● Excerpted passage
Jason Steinhauser

Posted on Feb 25, 2019

Wormhole - Data Collection Cheat Sheet and Library in 4 Languages

#showdev

During the Advent of Code this past year, I was trying to enhance my knowledge of Elixir, as well as just functional programming in general. There were times where I found a function that most other languages I used didn't have an analogous function (a glaringly obvious one being Enum.reduce_while), and other times where I was writing functions I'd used often in other languages (Clojure's frequencies would've been mighty handy!). I finally decided to bite the bullet and try to create a list of collection manipulation functions I used often in other languages, implement them in others I've learned/currently trying to learn, and discover new functions that I wouldn't want to live without!

What Is Wormhole?

It's this, really:

jdsteinhauser / wormhole

Some of my most used functions implemented in different languages

Wormhole

You ever think, "Hey I wish this langugage had the capability of some other language I like?" Enter Wormhole.

Motivation

During the Advent of Code 2018, I found myself writing the same functions in Elixir that I knew I had used in Clojure, F#, or some other language. In order to prevent myself from doing this in the future, I decided that building a library to do house all of these helpful functions across languages that I either knew or wanted to learn.

Desired functions

These are the functions that I've used and that I'd like to have in multiple languages. Some of them are already implemented in the language already, so I won't reimplement them. Each implementation will list the functions as implemented in the language, as well as links to their documentation.

● What you will do
Continue the blog post about the Wormhole collection library, starting after its final sentence.

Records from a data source
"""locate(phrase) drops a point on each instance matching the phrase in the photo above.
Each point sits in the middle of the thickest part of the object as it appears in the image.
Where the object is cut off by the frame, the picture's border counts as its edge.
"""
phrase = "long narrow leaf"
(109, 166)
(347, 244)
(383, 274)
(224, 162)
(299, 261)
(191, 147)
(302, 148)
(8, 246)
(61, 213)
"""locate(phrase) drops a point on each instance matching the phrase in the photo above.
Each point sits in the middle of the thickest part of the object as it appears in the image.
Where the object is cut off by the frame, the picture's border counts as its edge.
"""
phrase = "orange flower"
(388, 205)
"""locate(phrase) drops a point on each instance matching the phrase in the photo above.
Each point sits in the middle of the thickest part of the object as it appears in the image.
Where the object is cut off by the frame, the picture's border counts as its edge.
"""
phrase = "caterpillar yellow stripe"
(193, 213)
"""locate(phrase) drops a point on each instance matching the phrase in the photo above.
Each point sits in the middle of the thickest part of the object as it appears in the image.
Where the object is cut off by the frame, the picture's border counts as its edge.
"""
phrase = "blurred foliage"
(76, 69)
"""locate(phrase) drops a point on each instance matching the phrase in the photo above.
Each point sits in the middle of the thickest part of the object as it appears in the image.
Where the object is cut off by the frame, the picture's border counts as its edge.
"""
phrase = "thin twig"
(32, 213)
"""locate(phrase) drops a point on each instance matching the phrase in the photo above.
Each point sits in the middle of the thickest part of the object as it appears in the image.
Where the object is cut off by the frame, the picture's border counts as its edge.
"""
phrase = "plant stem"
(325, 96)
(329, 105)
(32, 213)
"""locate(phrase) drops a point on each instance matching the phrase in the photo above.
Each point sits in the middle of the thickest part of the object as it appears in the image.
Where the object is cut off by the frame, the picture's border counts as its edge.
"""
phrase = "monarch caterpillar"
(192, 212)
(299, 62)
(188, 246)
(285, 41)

● Answer for this exercise
map
filter
reduce
reduce_while
chunk
chunk_by
juxt
min_by
max_by
frequencies
group_by
scan
inc
dec
zip…

View on GitHub

I've got an addiction. I love learning new languages. With learning new languages, you end up finding functions, classes, and concepts that you wish that you had in other languages. Sometimes, those functions are named different things and it gets confusing when you switch between languages. I end up doing a lot of data collection manipulation, and so I decided to start with what I knew best and branch out from there!

What Functions Am I Looking For?

For a non-exhaustive list, I wanted to have at least the following:

Collection basics: map, filter, reduce, and scan
Chunking data: chunk, chunk_by
Common stats: min_by, max_by, group_by, frequencies
Other hella useful things: reduce_while, juxt, identity

What Languages Am I Targeting?

For now, I have filled in my perceived gaps in functions in C#, Clojure, and Elixir. I have an F# solution that I'll be comfortable with early this week, and I've started looking at a comprehensive list of Ruby functions as well. After that... well, I'm not entirely sure! I think I'm going to go through Rust, JavaScript, Java, and possibly Kotlin and Python 3 to see what other handy things I can implement across all those languages.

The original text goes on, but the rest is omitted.